##### Data for processing
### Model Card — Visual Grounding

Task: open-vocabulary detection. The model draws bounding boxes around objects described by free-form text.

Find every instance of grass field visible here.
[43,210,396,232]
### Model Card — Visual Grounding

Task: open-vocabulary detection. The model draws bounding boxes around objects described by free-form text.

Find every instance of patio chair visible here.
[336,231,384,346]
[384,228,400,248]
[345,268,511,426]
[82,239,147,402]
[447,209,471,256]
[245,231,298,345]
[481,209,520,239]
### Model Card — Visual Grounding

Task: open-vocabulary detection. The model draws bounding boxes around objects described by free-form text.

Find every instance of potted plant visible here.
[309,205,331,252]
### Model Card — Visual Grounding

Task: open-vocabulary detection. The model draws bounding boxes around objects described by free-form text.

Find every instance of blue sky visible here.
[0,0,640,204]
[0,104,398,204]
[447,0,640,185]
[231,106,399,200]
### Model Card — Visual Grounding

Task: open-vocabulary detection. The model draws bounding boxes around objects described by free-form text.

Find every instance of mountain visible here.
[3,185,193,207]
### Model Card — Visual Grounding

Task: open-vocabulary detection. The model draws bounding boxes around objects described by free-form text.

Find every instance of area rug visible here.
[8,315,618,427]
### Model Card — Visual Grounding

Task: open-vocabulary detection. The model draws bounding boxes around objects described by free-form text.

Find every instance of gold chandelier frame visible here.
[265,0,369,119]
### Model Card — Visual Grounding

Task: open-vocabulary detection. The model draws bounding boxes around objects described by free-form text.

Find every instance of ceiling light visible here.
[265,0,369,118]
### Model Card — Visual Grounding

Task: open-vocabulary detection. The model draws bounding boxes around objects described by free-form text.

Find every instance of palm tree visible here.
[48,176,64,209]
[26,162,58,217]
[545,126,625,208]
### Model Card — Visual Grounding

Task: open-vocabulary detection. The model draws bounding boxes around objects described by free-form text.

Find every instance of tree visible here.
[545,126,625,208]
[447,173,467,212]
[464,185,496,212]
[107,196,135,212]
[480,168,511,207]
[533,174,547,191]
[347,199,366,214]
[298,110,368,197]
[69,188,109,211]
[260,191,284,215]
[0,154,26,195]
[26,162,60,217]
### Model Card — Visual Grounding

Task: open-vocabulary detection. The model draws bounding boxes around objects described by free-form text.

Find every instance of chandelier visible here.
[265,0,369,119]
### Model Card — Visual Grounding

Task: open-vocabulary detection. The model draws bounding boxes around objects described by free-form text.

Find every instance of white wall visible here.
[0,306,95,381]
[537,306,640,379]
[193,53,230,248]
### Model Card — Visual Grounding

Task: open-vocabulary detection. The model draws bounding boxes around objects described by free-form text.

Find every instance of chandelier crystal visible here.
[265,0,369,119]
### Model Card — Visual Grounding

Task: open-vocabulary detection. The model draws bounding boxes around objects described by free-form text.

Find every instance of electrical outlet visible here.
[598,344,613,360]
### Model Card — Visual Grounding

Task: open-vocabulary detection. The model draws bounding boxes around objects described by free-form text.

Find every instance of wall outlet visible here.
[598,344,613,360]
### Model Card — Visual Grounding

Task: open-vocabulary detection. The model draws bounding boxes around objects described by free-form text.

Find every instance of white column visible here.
##########
Your instructions ▸ Render every line of the entries above as a Markdown table with a Row column numbering each line and a Line column holding its text. Leave out the blank lines.

Task output ▸
| Row | Line |
|---|---|
| 1 | ### Model Card — Visual Grounding |
| 2 | Task: open-vocabulary detection. The model draws bounding boxes around objects described by free-form text. |
| 3 | Find every instance of grass field visible here. |
| 4 | [43,210,396,232] |
| 5 | ### Model Card — Visual Grounding |
| 6 | Task: open-vocabulary detection. The model draws bounding boxes around objects described by free-form text. |
| 7 | Find every instance of patio chair visible here. |
| 8 | [336,231,384,346] |
| 9 | [384,228,400,248] |
| 10 | [345,268,511,426] |
| 11 | [82,239,147,402] |
| 12 | [447,209,471,256] |
| 13 | [245,231,298,345] |
| 14 | [481,209,520,239] |
| 15 | ### Model Card — Visual Grounding |
| 16 | Task: open-vocabulary detection. The model draws bounding boxes around objects described by free-form text. |
| 17 | Find every instance of potted plant visible here. |
| 18 | [309,205,331,252] |
| 19 | ### Model Card — Visual Grounding |
| 20 | Task: open-vocabulary detection. The model draws bounding boxes around objects described by free-form text. |
| 21 | Find every instance of blue sky visible here. |
| 22 | [0,0,640,204] |
| 23 | [0,104,398,204] |
| 24 | [447,0,640,185] |
| 25 | [231,106,399,200] |
| 26 | ### Model Card — Visual Grounding |
| 27 | Task: open-vocabulary detection. The model draws bounding boxes around objects described by free-form text. |
| 28 | Find every instance of mountain visible here. |
| 29 | [3,185,193,207] |
| 30 | ### Model Card — Visual Grounding |
| 31 | Task: open-vocabulary detection. The model draws bounding boxes around objects described by free-form text. |
| 32 | Find every instance of area rug visible here. |
| 33 | [8,315,618,427] |
| 34 | ### Model Card — Visual Grounding |
| 35 | Task: open-vocabulary detection. The model draws bounding boxes around objects described by free-form text. |
| 36 | Find every instance of gold chandelier frame visible here. |
| 37 | [265,0,369,119] |
| 38 | ### Model Card — Visual Grounding |
| 39 | Task: open-vocabulary detection. The model draws bounding boxes around objects described by free-form text. |
| 40 | Find every instance of ceiling light visible here. |
| 41 | [265,0,369,118] |
| 42 | ### Model Card — Visual Grounding |
| 43 | Task: open-vocabulary detection. The model draws bounding boxes around objects described by free-form text. |
| 44 | Find every instance of palm tree visible here. |
| 45 | [48,176,64,209] |
| 46 | [26,162,58,217] |
| 47 | [545,126,625,208] |
| 48 | ### Model Card — Visual Grounding |
| 49 | Task: open-vocabulary detection. The model draws bounding boxes around objects described by free-form text. |
| 50 | Find every instance of tree visible here. |
| 51 | [545,126,625,208] |
| 52 | [447,173,467,212] |
| 53 | [464,185,496,212] |
| 54 | [107,196,135,212] |
| 55 | [480,168,511,207] |
| 56 | [533,174,547,191] |
| 57 | [347,199,366,214] |
| 58 | [298,110,368,197] |
| 59 | [69,188,109,211] |
| 60 | [260,191,284,215] |
| 61 | [0,154,26,195] |
| 62 | [26,162,60,217] |
| 63 | ### Model Card — Visual Grounding |
| 64 | Task: open-vocabulary detection. The model draws bounding boxes around objects described by free-form text. |
| 65 | Find every instance of chandelier visible here. |
| 66 | [265,0,369,119] |
| 67 | ### Model Card — Visual Grounding |
| 68 | Task: open-vocabulary detection. The model draws bounding boxes around objects described by free-form text. |
| 69 | Find every instance of white wall visible here. |
| 70 | [0,306,95,381] |
| 71 | [537,306,640,379] |
| 72 | [193,53,230,248] |
| 73 | ### Model Card — Visual Grounding |
| 74 | Task: open-vocabulary detection. The model draws bounding boxes around objects described by free-form text. |
| 75 | Find every instance of chandelier crystal visible here. |
| 76 | [265,0,369,119] |
| 77 | ### Model Card — Visual Grounding |
| 78 | Task: open-vocabulary detection. The model draws bounding boxes around objects described by free-form text. |
| 79 | Find every instance of electrical outlet visible here. |
| 80 | [598,344,613,360] |
| 81 | ### Model Card — Visual Grounding |
| 82 | Task: open-vocabulary detection. The model draws bounding boxes around objects described by free-form text. |
| 83 | Find every instance of wall outlet visible here. |
| 84 | [598,344,613,360] |
| 85 | ### Model Card — Visual Grounding |
| 86 | Task: open-vocabulary detection. The model draws bounding boxes around objects described by free-form text. |
| 87 | Find every instance of white column visible here. |